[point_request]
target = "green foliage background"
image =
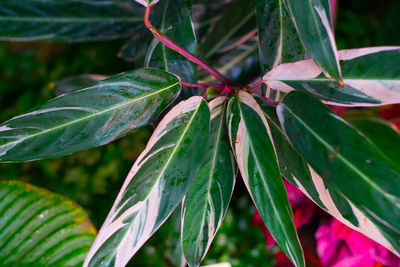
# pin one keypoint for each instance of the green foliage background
(93, 178)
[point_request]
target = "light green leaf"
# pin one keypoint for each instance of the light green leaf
(67, 20)
(156, 184)
(312, 19)
(367, 82)
(278, 39)
(208, 198)
(348, 162)
(39, 228)
(255, 155)
(89, 117)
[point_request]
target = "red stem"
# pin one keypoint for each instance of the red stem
(169, 43)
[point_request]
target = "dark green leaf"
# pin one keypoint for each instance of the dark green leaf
(208, 198)
(312, 19)
(90, 117)
(156, 184)
(39, 228)
(346, 160)
(255, 155)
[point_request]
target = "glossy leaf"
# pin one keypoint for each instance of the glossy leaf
(278, 39)
(238, 64)
(347, 161)
(208, 198)
(39, 228)
(177, 23)
(312, 19)
(292, 165)
(255, 155)
(67, 20)
(237, 14)
(367, 82)
(156, 184)
(89, 117)
(384, 135)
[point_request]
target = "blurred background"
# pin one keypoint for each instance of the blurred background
(93, 178)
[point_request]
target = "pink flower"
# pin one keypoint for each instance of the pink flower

* * * * * * * * *

§ **What you are asked to do**
Copy out all of the material above word for word, leaving the picture out of your copy.

§ **Result**
[point_request]
target = "green foliage background"
image =
# pin one keypoint for each instance of the green foliage background
(93, 178)
[point_request]
target = "light green leaf"
# pin one keypoint for each instance of the light green leaf
(67, 20)
(156, 184)
(312, 19)
(367, 82)
(278, 39)
(208, 198)
(348, 162)
(39, 228)
(255, 155)
(89, 117)
[point_request]
target = "red stem"
# pin one keypoint for each instance of the red stem
(169, 43)
[point_request]
target = "dark green leaf"
# pin one keypoint for each instance of the dark green leaf
(208, 198)
(312, 19)
(90, 117)
(156, 184)
(39, 228)
(346, 160)
(255, 155)
[point_request]
target = "glossy leaf"
# pin one keypoint for each instance of the glossy leaf
(278, 39)
(238, 64)
(347, 161)
(208, 198)
(39, 228)
(177, 23)
(312, 19)
(292, 165)
(255, 155)
(67, 20)
(237, 14)
(367, 82)
(156, 184)
(89, 117)
(384, 135)
[point_request]
target = "blurred background"
# pin one keypoint for each instance of the blurred background
(93, 178)
[point_request]
target = "pink flower"
# pin one keypoint for each instance of the pink flower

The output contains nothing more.